Pascal Grandmaison has been recognized for several years in the Montreal art scene, where he is based, as well as nationally. In 2006, he received a solo show at the Musée d’art contemporain de Montréal, and in 2012, he created a series of nighttime projections on downtown buildings that were linked together by a downloadable audio track. (A film showing parts of this work can be found in our December post about the project.) In 2011, Grandmaison’s work was also exhibited in a solo show at Casino Luxembourg—his first solo exhibition in Europe. His photographs of people holding panes of glass were also included in the inaugural Canadian Biennial at the National Gallery in 2010.

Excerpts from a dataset
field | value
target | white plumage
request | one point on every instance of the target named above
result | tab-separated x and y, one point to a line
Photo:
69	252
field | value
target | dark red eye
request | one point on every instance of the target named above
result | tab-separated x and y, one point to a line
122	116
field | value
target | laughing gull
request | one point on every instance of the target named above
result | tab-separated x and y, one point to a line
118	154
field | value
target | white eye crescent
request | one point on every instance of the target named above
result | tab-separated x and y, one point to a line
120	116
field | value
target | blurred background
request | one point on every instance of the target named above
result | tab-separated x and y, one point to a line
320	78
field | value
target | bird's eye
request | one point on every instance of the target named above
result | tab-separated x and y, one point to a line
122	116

### EXERCISE OBJECTIVE
According to the Pascal Grandmaison text, where was his first solo exhibition in Europe held?

### OUTPUT FOR THIS EXERCISE
Casino Luxembourg, in 2011.